**Task brief:** In the text below on US divorce law, why was the first divorce on record in America granted?

==== Text excerpt ====

Throughout the history of divorce and the laws that control it in the United States, there have been many opportunities for surprising, obscure, or confusing divorce laws. One reason is that from almost the beginning, divorce law has varied enormously by region.
The first divorce on record in America was granted in 1639 in the Massachusetts Bay Colony because a man named James Luxford had married two wives. Luxford’s punishment was to relinquish his possessions to his second wife as alimony, and he was put in the stocks, fined, and banished.
Since then, the cultural significance, laws, and contexts of marriage have changed considerably. Whether it’s the relatively recent recognition of same-sex marriage or the evolving place of women in society, these changes have been sizable and numerous, and they have raised issues concerning the application of the law.
The realities of splitting up have also changed. Ever since national data have been collected on divorce, the rates have risen, with events like the Industrial Revolution and the “divorce revolution” of the 1970s and 1980s, discussed below, swelling divorce statistics.
- Divorce has changed considerably since the first recorded examples on the American continent.
- Divorce laws, which accrue, are written by state legislatures that are forward-looking in the laws they write.
- Backward-looking mechanisms for getting rid of laws that are no longer useful can help make sure that problematic laws don’t cause mischief, according to Laura Tharney of the New Jersey Law Revision Commission.
- There are surprising and obscure laws still on the books in states across the country.
A Brief History of Divorce
In the Colonies
Western Kentucky University economists Claudia Strow and Brian Strow attribute the rising divorce rates in the country to the availability of opportunities for women outside of the home, laws that are more permissive of divorce, and the shrinking stigma around divorce in the country.

==== Provided records ====

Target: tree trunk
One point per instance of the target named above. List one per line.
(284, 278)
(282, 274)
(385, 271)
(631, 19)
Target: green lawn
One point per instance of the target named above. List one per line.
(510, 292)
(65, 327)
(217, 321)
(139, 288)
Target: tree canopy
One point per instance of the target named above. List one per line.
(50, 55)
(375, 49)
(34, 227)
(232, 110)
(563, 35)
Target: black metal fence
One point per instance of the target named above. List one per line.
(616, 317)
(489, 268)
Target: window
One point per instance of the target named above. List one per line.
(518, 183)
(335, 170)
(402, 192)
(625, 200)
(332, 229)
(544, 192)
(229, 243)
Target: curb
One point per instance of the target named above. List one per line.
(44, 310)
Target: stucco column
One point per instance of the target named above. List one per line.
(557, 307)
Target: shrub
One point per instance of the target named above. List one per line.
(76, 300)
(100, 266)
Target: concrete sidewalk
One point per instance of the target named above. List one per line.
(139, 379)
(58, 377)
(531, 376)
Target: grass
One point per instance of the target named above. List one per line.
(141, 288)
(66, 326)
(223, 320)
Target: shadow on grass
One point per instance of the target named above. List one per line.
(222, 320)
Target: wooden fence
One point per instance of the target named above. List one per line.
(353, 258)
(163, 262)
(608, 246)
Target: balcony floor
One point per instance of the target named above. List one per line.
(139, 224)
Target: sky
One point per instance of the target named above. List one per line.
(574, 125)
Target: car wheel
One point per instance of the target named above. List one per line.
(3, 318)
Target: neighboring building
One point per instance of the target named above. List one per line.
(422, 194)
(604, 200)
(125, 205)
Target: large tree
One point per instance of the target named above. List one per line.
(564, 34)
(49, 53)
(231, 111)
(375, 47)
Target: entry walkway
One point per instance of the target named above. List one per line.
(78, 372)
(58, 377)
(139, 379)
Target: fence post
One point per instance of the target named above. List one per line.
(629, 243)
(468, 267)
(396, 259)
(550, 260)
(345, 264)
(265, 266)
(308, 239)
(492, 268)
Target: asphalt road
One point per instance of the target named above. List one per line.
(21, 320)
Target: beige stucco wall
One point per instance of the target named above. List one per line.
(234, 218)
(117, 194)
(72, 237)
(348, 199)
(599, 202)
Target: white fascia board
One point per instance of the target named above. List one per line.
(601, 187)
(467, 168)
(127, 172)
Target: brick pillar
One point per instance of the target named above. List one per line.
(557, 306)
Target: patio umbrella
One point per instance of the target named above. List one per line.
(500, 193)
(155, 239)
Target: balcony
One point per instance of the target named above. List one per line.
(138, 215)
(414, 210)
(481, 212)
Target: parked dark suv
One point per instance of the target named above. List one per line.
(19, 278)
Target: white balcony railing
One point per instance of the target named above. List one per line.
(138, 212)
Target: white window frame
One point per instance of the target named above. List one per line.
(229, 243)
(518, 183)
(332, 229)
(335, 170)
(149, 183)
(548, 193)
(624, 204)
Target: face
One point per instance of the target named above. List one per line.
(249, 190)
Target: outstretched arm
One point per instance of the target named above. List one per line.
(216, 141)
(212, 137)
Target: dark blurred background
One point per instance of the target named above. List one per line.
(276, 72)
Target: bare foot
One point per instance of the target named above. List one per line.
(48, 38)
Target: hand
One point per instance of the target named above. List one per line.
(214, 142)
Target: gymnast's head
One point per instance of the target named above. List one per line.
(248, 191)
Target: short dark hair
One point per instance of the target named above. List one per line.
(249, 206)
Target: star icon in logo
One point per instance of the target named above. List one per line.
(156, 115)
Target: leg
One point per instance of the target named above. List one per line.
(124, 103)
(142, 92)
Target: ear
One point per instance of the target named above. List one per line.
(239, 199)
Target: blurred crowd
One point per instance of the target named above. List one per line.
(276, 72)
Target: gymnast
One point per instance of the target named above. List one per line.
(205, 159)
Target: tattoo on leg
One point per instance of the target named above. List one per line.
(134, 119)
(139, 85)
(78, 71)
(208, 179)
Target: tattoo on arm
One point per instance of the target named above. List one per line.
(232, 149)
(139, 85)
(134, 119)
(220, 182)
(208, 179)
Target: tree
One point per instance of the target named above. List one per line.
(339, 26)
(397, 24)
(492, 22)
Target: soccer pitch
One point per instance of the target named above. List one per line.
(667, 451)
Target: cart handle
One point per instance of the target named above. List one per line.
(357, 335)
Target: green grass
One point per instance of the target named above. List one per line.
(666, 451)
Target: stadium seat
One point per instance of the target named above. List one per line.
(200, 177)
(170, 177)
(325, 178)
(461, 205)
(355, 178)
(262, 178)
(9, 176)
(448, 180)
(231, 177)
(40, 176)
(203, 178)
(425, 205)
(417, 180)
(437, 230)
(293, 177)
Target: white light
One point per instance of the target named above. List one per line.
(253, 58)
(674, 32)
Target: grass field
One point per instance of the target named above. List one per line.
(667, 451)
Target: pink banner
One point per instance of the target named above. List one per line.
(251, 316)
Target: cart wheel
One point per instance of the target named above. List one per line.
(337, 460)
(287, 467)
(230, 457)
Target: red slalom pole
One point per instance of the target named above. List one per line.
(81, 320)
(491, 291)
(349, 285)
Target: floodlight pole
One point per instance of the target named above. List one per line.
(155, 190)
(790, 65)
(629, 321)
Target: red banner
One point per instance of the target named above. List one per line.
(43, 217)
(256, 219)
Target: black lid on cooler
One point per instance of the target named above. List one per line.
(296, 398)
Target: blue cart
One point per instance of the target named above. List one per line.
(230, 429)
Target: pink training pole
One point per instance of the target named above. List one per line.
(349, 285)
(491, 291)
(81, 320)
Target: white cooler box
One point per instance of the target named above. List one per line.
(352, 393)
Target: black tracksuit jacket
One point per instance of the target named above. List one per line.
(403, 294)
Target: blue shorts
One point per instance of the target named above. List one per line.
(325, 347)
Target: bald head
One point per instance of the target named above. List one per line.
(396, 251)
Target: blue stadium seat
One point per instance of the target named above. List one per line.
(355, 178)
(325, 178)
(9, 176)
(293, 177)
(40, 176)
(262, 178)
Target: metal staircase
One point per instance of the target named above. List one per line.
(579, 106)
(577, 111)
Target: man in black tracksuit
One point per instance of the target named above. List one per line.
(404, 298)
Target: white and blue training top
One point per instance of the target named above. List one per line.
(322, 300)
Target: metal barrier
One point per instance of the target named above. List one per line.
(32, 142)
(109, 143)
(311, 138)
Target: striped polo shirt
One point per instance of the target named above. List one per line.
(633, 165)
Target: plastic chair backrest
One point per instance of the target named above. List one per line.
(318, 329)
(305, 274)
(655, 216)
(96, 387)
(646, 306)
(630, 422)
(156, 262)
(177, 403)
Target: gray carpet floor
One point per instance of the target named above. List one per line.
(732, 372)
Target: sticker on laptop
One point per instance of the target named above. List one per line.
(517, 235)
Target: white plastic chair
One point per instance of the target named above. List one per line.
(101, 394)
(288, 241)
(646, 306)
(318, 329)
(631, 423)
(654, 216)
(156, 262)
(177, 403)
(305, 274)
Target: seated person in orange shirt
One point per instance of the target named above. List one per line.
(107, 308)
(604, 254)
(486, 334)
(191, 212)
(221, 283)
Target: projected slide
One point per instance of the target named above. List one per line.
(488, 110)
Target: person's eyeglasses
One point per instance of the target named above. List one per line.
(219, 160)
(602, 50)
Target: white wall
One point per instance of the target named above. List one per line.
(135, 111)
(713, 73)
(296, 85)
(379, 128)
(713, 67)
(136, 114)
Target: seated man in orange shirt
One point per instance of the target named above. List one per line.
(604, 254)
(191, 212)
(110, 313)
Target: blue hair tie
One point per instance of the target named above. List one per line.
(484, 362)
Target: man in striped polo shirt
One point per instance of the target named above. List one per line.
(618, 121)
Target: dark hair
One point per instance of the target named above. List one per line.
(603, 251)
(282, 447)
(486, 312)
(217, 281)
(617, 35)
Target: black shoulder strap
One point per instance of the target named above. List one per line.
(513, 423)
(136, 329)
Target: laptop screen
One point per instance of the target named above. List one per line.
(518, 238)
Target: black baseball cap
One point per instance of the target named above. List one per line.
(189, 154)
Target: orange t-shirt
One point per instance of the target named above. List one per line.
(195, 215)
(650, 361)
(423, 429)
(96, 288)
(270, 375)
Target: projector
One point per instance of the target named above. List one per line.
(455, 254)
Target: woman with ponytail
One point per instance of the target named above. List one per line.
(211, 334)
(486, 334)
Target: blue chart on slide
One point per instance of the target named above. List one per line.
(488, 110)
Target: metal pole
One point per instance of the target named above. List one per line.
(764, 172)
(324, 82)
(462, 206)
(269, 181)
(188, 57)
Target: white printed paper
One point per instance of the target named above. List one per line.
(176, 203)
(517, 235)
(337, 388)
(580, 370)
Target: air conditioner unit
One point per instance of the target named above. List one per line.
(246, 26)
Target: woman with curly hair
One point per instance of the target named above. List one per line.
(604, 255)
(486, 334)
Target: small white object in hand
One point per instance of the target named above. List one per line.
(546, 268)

====

**Solution to this exercise:** It was granted because James Luxford had married two wives.